=== TEXT SEGMENT ===
┄┄┄┄┄┄┄┄┄┄

Sunday, 8 February 2015

VANKAYA KOORA KARAM

VANKAYA (KOBBARI)KARAM




Ingredients:

Small Brinjals - 1/3 kgs, purple or green

Jaggery – 1.5 tsps

Tamarind – 1/2 tsps mixed in 1/2 cup water

Take coriander for garnish

Oil – 2 .5 tbsps

Stuffing:

Red chilies - 6

Fresh coconut – 1/3 cup (grated)

Cumin seeds – 1.5 tsp

Coriander leaves - 1/3 cup

Ghee – 1 tsp

Cinnamon stick - 1"

Salt for taste


Popu:

Asafoetida - 1/3 tsp

Curry leaves – 1 sprig

Dry red chili - 3

To stuff, add required water and grind ingredients.  Stuff this with brinjals and then keep aside.

┄┄┄┄┄┄┄┄┄┄

=== INFORMATION GIVEN ===
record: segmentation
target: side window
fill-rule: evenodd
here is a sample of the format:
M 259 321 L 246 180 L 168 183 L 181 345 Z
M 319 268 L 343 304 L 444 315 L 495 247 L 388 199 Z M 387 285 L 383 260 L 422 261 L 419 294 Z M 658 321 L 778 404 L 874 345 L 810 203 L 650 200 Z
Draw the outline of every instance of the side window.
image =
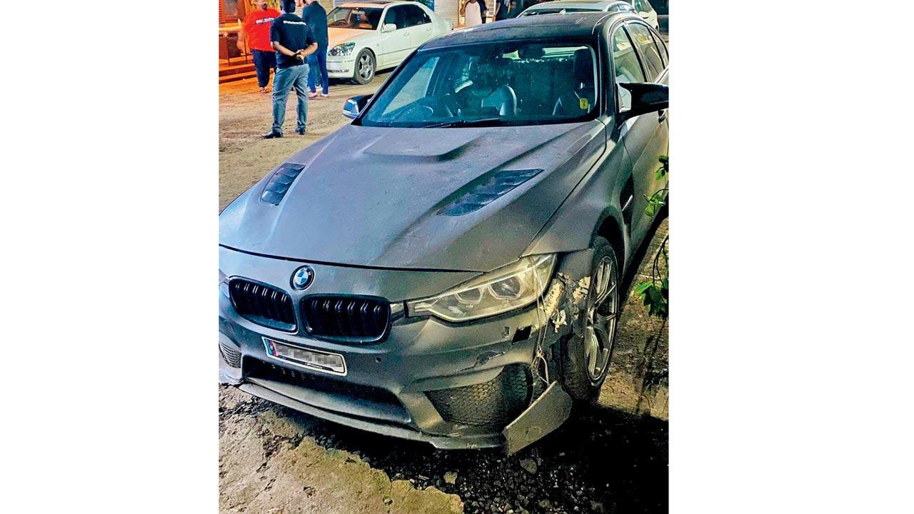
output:
M 660 57 L 664 58 L 664 66 L 670 63 L 670 54 L 666 51 L 666 43 L 664 39 L 657 35 L 656 32 L 651 32 L 651 36 L 654 36 L 654 43 L 657 45 L 657 49 L 660 50 Z
M 619 109 L 632 107 L 632 93 L 620 87 L 622 82 L 643 82 L 644 72 L 641 70 L 638 56 L 634 53 L 632 40 L 622 27 L 612 34 L 612 68 L 616 76 Z
M 407 27 L 415 27 L 417 25 L 425 25 L 427 23 L 431 23 L 431 18 L 429 15 L 425 14 L 425 11 L 418 5 L 403 5 L 402 8 L 407 13 Z
M 640 23 L 627 23 L 625 27 L 631 32 L 632 38 L 634 39 L 641 55 L 644 58 L 648 80 L 655 80 L 657 75 L 660 75 L 660 72 L 664 70 L 664 59 L 660 57 L 660 51 L 654 43 L 651 30 Z
M 388 14 L 384 15 L 384 25 L 392 23 L 397 26 L 397 29 L 406 28 L 408 26 L 406 24 L 406 12 L 403 10 L 405 5 L 394 5 L 388 9 Z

┄┄┄┄┄┄┄┄┄┄

=== GOAL OF THE EXERCISE ===
Resume the Vankaya Koora Karam recipe that appears before the listing, writing on from the sentence about stuffing the brinjals and setting them aside.

=== TASK RESPONSE ===
Procedure:

In a vessel, pore oil and add asafetida  and curry leaves and cook for 15 seconds.  Then to the oil, add stuffed brinjals and cook for 5 minutes on medium flame.  Put a lid on the vessel and cook for 10 minutes on low flame.  in between, stir in order they don’t burn or stick.

Now to water add tamarind.  Put the lid and cook for 10 minutes until water content gets reduced. 
Now remove the lid and cook on low flame; give time for brinjals to get roasted well until it appears as dry sauté.  It takes nearly 15 minutes for brinjals to roast well.

Now, serve this with rice to your relatives, friends, and others and enjoy the taste of the recipe.


Byeeeee!!!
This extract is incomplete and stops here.